-- BEGIN Task inputs --

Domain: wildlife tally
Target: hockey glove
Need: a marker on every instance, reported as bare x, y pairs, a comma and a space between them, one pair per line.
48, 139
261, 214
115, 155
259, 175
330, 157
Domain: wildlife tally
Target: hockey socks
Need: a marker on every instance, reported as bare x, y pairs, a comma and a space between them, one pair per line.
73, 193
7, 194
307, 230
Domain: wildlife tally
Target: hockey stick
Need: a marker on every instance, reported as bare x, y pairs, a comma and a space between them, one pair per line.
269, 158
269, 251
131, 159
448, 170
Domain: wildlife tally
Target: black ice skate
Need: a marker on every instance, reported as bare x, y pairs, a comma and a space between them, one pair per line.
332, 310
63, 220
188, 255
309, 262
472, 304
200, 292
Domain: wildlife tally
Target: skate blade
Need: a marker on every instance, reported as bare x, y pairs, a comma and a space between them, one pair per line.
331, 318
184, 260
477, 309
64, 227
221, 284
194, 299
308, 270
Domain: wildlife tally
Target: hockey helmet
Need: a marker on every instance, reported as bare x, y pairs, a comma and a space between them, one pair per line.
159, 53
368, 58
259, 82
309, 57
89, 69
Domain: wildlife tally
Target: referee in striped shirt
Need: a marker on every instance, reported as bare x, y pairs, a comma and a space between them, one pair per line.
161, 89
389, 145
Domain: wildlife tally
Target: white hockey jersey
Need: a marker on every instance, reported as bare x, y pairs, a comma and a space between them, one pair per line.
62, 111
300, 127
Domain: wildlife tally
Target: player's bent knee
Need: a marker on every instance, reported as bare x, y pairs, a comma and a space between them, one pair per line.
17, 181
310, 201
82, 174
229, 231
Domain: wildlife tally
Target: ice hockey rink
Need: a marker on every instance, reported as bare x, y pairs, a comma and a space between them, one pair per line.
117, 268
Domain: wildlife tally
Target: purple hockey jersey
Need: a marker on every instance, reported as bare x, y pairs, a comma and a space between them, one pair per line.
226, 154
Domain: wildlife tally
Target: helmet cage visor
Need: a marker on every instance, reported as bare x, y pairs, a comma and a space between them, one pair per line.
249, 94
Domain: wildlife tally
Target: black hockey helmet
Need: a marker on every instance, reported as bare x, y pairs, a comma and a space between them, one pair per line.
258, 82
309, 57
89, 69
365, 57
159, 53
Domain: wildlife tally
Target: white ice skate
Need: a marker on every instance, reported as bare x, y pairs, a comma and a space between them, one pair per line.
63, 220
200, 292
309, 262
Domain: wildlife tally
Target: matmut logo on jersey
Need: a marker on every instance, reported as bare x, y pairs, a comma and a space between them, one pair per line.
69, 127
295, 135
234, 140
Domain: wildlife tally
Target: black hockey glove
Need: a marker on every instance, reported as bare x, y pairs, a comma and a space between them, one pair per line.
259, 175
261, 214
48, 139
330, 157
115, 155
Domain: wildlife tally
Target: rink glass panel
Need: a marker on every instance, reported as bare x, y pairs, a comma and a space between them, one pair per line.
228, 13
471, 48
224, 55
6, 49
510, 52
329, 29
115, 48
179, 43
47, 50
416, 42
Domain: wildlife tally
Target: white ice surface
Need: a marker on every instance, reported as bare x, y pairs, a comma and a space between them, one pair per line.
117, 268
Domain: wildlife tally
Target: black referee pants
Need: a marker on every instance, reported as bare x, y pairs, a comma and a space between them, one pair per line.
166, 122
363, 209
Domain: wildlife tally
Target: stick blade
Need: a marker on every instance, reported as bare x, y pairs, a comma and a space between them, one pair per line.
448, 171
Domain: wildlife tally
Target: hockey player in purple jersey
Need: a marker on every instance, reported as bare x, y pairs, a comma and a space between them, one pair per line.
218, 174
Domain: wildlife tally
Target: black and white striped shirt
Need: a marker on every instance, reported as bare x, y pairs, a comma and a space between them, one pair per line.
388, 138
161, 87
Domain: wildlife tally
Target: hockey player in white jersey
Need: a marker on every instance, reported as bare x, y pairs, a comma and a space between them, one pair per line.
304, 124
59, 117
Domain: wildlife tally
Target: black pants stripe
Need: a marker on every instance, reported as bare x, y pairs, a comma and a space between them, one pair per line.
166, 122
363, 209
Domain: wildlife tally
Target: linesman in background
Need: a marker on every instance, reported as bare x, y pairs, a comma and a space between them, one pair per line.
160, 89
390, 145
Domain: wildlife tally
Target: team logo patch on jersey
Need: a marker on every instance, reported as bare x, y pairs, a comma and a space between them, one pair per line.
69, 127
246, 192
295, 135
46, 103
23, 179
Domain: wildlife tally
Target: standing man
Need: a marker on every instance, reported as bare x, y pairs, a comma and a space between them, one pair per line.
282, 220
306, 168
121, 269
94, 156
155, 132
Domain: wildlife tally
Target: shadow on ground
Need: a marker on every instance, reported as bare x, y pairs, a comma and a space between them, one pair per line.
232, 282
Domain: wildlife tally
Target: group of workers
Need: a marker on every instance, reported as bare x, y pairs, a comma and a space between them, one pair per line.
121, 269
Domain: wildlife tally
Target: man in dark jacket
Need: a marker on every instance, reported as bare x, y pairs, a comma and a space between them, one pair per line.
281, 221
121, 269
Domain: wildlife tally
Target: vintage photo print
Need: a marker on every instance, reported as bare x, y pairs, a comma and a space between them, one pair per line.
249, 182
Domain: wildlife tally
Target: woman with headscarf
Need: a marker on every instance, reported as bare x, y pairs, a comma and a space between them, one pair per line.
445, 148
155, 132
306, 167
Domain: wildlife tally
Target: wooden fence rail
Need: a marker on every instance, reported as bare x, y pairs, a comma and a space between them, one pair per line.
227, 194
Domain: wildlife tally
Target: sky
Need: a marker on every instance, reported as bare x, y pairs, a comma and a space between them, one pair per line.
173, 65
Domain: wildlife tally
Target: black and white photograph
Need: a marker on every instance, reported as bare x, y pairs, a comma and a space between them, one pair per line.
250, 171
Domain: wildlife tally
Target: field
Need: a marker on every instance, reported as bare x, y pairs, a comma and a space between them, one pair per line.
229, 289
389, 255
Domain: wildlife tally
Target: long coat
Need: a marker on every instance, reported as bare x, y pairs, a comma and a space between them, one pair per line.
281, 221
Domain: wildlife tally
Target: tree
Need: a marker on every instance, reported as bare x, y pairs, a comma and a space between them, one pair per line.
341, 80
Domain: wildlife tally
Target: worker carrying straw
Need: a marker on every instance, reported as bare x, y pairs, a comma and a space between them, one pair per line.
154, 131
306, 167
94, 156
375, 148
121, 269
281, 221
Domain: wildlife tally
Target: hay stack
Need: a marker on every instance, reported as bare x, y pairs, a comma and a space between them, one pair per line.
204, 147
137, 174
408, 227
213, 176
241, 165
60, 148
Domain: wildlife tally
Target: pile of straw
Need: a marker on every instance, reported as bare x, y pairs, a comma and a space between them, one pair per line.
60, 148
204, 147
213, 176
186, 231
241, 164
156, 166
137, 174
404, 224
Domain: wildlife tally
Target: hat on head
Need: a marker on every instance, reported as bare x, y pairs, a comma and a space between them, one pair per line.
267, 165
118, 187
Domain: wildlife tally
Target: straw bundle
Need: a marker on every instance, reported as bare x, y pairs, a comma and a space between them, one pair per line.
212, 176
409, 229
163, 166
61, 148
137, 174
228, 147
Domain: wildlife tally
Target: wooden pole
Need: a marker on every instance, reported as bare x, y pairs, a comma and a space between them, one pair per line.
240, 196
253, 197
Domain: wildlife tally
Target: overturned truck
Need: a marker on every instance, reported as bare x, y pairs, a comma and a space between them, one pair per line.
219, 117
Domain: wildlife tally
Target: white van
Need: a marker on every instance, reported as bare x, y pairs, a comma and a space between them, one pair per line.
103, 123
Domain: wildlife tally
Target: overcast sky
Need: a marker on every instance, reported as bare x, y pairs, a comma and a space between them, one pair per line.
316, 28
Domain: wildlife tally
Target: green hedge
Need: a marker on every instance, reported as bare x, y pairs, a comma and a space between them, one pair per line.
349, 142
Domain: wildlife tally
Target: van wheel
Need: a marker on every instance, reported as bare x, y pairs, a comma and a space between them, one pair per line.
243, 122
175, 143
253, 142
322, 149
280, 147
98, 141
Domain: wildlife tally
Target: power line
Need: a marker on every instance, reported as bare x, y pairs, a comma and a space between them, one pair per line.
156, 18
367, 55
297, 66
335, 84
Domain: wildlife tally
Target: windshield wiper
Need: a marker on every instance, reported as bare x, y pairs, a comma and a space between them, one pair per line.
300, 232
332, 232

-- END Task inputs --
-- BEGIN Task inputs --

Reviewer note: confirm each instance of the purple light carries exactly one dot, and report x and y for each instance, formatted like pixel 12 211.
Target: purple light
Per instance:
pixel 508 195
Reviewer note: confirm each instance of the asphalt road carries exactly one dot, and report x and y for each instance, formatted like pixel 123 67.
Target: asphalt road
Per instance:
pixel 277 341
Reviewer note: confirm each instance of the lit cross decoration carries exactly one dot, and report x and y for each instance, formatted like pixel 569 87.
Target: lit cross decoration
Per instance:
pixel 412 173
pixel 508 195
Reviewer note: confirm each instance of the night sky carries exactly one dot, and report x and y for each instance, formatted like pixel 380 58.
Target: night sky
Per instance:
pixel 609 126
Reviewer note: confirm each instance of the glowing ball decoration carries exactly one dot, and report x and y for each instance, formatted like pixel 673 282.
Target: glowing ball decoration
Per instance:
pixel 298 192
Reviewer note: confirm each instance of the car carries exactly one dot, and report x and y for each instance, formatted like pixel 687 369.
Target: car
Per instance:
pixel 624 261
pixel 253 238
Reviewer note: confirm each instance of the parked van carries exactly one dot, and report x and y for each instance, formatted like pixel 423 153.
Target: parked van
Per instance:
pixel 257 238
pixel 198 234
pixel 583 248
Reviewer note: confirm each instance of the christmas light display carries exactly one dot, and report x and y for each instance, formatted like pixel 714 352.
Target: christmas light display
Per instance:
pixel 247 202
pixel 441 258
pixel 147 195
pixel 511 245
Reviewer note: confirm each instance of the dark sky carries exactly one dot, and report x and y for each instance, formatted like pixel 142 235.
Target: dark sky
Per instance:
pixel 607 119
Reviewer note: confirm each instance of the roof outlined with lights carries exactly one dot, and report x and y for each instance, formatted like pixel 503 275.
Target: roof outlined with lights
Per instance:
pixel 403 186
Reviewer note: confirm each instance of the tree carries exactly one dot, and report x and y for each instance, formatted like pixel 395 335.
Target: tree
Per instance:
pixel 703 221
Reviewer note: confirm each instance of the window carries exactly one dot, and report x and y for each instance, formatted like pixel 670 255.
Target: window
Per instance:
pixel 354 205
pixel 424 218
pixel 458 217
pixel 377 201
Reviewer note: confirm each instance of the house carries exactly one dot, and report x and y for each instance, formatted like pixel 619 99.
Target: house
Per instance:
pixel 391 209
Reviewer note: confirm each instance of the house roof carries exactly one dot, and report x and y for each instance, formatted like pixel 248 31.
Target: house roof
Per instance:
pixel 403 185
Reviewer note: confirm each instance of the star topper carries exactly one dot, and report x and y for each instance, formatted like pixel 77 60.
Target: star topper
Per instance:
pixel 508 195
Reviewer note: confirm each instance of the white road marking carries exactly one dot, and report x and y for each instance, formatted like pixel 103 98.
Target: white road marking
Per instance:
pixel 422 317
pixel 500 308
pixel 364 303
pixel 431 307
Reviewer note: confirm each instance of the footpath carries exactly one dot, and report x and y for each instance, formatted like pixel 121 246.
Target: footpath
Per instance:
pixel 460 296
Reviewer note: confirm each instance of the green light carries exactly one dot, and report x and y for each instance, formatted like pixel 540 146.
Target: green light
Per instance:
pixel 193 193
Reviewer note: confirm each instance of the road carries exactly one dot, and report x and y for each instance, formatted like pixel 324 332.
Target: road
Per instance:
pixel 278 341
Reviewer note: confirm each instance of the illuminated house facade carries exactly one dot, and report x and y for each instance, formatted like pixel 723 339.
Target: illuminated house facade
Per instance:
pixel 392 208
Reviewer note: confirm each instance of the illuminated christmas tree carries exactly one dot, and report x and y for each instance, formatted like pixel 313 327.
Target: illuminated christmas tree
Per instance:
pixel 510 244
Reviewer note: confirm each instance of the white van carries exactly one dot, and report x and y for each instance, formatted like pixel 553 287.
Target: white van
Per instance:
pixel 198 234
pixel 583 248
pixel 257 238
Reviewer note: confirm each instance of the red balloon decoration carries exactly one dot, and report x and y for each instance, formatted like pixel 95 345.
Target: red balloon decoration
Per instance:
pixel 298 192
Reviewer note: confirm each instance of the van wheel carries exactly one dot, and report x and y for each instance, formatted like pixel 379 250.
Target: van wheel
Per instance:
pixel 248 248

-- END Task inputs --

- Task
Repeat the entries word for word, starting with the line that contains "Reviewer note: confirm each instance of the christmas" and going on through the line that contains "pixel 511 245".

- Finished answer
Reviewer note: confirm each instance of the christmas light display carries exactly one dot, and report x and y for each instance, formatted like pixel 714 352.
Target: christmas light display
Per instance:
pixel 247 202
pixel 441 258
pixel 147 195
pixel 511 245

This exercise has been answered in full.